> [EXCERPT]:

━━━━━━━━

In general the pot has worked out fine. However, it's somewhat hard to adjust, so the next production run I may switch to a different style. I just have to find one small enough not to alter the footprint.


----------



## SoShoresGuy (Jan 23, 2013)

gunrunnerjohn said:


> Running conventional gets a bit tricky with the LED's. What I had one guy do is jumper out one of the LED's in each group of three to lower the voltage requirements of the string, then the conventional track voltage was enough to light the cars.
> 
> The problem is, you can either have a step-down or a step-up, having both is more expensive and also a larger footprint supply. In order for my board to light the "standard" 12V LED strips, you need around 9-10 VAC on the track. If you jumper out one LED, it's down to around 6-7 VAC on the track.


Thanks, John. That explanation helps.


----------



## Millstonemike (Aug 9, 2018)

gunrunnerjohn said:


> The problem is, you can either have a step-down or a step-up, having both is more expensive and also a larger footprint supply. In order for my board to light the "standard" 12V LED strips, you need around 9-10 VAC on the track. If you jumper out one LED, it's down to around 6-7 VAC on the track.

━━━━━━━━

> [LISTED RECORDS]:

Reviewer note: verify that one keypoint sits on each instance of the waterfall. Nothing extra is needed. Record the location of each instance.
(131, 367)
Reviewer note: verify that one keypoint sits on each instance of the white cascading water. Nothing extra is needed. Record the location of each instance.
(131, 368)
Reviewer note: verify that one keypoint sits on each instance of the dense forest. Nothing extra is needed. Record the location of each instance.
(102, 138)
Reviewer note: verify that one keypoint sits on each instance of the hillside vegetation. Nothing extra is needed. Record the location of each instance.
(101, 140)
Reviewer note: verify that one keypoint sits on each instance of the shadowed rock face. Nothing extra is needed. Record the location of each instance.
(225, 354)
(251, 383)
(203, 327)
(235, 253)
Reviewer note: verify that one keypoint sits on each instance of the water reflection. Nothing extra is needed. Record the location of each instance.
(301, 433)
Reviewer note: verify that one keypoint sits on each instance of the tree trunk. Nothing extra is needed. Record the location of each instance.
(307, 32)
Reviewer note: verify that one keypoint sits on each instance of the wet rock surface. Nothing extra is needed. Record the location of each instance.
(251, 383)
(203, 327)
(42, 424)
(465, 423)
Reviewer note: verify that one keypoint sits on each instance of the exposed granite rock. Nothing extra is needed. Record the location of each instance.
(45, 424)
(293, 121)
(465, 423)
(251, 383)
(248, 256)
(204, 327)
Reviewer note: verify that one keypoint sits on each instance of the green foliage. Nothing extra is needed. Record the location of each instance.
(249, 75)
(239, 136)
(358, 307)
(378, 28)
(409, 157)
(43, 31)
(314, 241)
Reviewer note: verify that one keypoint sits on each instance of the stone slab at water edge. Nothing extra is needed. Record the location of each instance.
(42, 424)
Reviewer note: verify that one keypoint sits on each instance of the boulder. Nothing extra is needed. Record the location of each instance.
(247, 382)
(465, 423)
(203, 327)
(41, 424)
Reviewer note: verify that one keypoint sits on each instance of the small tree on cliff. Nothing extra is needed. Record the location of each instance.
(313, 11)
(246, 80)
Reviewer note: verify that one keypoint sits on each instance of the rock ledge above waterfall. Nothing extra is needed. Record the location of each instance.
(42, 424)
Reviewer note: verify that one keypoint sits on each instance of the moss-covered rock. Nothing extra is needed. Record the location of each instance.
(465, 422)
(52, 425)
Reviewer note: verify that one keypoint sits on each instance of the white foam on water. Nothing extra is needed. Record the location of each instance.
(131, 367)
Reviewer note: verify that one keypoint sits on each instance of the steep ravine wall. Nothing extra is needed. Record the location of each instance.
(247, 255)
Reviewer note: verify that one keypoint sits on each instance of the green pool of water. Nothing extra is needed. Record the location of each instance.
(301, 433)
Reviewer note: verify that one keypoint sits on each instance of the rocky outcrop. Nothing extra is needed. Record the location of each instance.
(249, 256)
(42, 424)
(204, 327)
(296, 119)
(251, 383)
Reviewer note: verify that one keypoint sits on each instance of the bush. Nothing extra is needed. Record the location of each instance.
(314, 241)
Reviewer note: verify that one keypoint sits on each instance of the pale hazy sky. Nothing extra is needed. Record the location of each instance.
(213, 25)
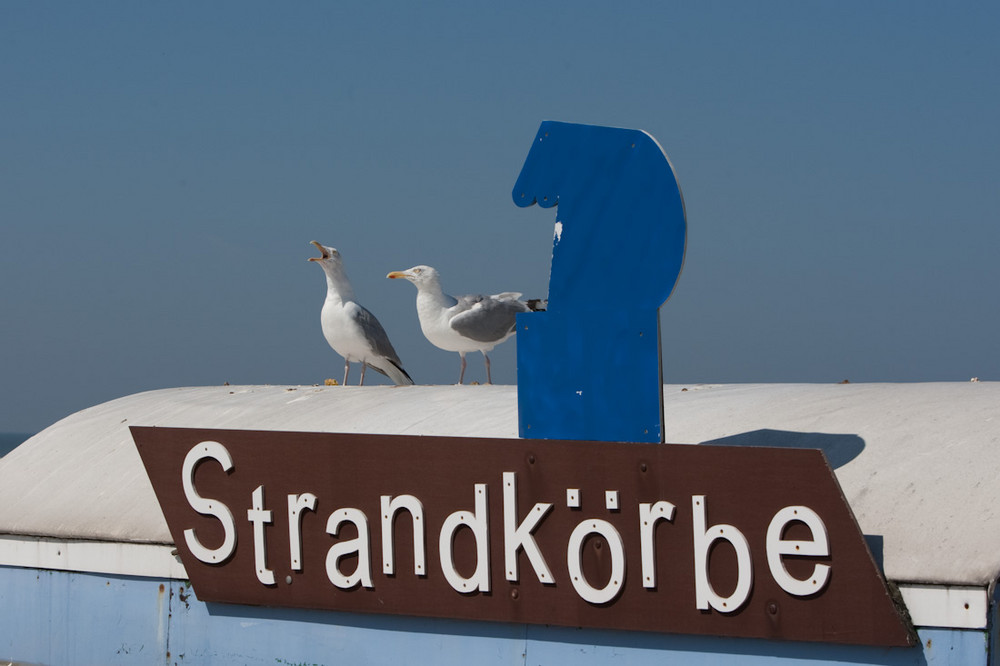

━━━━━━━━

> [TASK]: Carry on the forum thread about LED lighting for train cars, writing what follows its last line.

> [RESULT]:
There are 5 V LED strips with all their LED/resistor pairs in parallel. I have some and tested them with the MP style buck regulators on a convectional transformer at minimum throttle. 

You only need about 5 V AC on the track to light the strip as the the rectified voltage is ~ 7 V. For conventional operation the throttle jumps from 0 V to ~6 V AC on application of the throttle (w/ the exception of modern partial sine wave transformers) . And you can light as many LEDs as you like subject to the regulators' rating (and the size of the bypass capacitor at the lowest throttle settings). 

With a buck regulator, the 5 V strips are more energy efficient then the 12 V strips. Less energy is dissipated in the 5 V resistors than in the 12 V LED resistors.

Think of it this way. Given the same LED and the same level of brightness yields an identical current draw. But the 5 V strips' lower value resistors will have lower voltage drops than the 12 V strips' resistors. Hence lower dissipated power in the resistor.

P = I squared X R


----------



## ennisdavis (Dec 9, 2018)

*experiment*

I tried a 2200uf and a wave bridge with incandescent bulb. Still no good. Running conventional ac, if I use LEDs I need regulation right? Not sure how that will help me. The cap is doing all of the storage.


----------



## Millstonemike (Aug 9, 2018)

An LED lighting configuration can extend the "on time" by an order of magnitude to avoid flicker.

Consider a single incandescent bulb using 250 ma at 12 V. That's 3 W. Compare that to, say, 4 LEDs using 10 ma (40 ma total). At 5 V, that's 0.2 W. That's a 15 fold savings on the cap's reserve energy.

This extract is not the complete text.